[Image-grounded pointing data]
────
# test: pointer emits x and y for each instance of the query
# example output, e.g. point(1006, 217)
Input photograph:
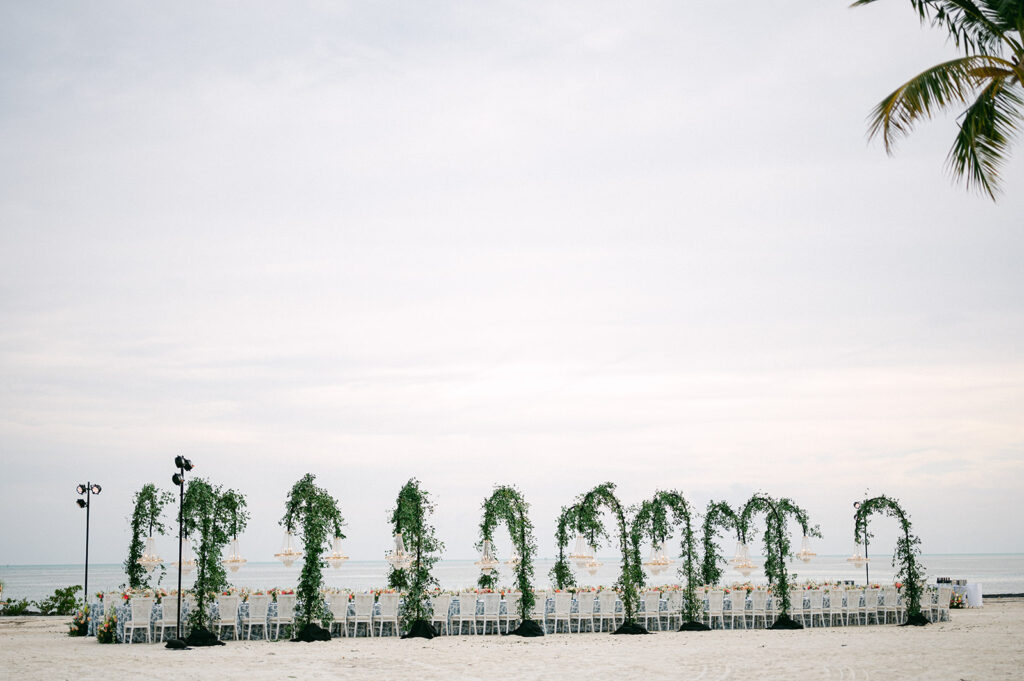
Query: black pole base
point(785, 622)
point(527, 629)
point(311, 632)
point(915, 621)
point(693, 626)
point(421, 629)
point(201, 637)
point(630, 627)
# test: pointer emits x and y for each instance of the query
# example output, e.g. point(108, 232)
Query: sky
point(495, 243)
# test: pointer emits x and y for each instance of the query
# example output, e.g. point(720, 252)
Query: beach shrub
point(62, 601)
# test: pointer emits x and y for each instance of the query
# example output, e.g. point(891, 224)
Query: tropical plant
point(651, 521)
point(987, 80)
point(907, 550)
point(410, 519)
point(718, 515)
point(506, 503)
point(150, 504)
point(314, 513)
point(212, 516)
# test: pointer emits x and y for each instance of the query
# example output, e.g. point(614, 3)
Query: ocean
point(996, 572)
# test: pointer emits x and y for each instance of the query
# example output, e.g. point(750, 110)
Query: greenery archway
point(651, 521)
point(718, 515)
point(907, 550)
point(776, 541)
point(410, 518)
point(145, 517)
point(314, 513)
point(585, 517)
point(507, 504)
point(209, 512)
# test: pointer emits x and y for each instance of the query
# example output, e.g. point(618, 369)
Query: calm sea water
point(996, 572)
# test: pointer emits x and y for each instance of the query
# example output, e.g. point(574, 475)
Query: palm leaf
point(986, 129)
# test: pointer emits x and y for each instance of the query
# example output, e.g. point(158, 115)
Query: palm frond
point(986, 130)
point(935, 89)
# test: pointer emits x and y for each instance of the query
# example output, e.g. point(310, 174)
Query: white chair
────
__Exercise__. Each entry is to be transcribed verbatim, and any picture in it is to be skipped.

__Result of this task__.
# test: pointer emits x and y for each instance of the query
# example output, e.g. point(1006, 217)
Input photograph:
Query: black pole base
point(785, 622)
point(527, 629)
point(311, 632)
point(915, 621)
point(693, 626)
point(421, 629)
point(201, 637)
point(630, 627)
# test: pointer emits x and y for each instance of the query
# example output, e.g. point(108, 232)
Query: sky
point(495, 243)
# test: pointer emits x and y for each instance of the query
# example output, e.g. point(720, 252)
Query: beach shrub
point(62, 601)
# test: pointer emits x and y for each instance of the query
# example output, e.g. point(891, 224)
Query: tropical plant
point(651, 521)
point(987, 80)
point(907, 550)
point(410, 519)
point(718, 515)
point(506, 503)
point(150, 504)
point(314, 513)
point(212, 516)
# test: pointer emits x and y for each instance of the query
# example output, e.g. point(614, 3)
Query: ocean
point(996, 572)
# test: pointer emits x and y for each instance of the query
# example output, e.g. point(750, 110)
Query: greenery archway
point(651, 521)
point(718, 515)
point(907, 550)
point(776, 541)
point(410, 518)
point(145, 517)
point(314, 513)
point(585, 517)
point(507, 504)
point(209, 512)
# test: pointer emits x and y for each instance of the query
# example output, e.g. point(618, 369)
Query: calm sea water
point(996, 572)
# test: pointer emits x and y for each instance of the query
# example output, e.g. point(574, 475)
Query: palm leaf
point(986, 129)
# test: pointer emits x and y for each instance of the query
# example output, e.g. point(158, 115)
Query: palm frond
point(986, 130)
point(935, 89)
# test: pointer emits x and y for each instance of the query
# example output, e.g. point(310, 174)
Query: white chair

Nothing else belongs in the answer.